··· PROVIDED DATA ···

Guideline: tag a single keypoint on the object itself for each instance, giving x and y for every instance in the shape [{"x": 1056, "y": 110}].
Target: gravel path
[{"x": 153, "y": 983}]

···
··· PROVIDED DATA ···

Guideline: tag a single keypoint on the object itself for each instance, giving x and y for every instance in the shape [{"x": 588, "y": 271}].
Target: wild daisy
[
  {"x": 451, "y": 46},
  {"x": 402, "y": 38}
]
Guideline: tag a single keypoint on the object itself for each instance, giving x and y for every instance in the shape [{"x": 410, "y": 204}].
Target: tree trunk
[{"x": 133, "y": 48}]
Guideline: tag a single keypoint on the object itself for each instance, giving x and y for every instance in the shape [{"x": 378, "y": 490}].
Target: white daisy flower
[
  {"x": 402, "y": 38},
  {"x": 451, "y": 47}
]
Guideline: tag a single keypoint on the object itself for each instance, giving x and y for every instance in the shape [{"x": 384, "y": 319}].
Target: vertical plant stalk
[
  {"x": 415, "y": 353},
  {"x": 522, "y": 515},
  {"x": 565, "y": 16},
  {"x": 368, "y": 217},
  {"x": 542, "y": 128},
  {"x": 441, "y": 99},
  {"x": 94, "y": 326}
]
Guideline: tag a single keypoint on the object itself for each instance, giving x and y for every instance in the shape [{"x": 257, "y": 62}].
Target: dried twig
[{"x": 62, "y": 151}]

···
··· PROVIDED DATA ···

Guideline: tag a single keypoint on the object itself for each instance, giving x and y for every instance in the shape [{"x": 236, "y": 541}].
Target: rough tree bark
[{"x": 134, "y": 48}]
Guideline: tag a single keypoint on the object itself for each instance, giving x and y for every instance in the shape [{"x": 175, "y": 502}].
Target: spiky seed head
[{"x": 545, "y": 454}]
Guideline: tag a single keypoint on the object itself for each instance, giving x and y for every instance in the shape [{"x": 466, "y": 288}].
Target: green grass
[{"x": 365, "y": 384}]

···

TASK STATEMENT
How many lines in the data above contain the word "daisy"? Reply with the number alone.

SOLUTION TO THIS TASK
2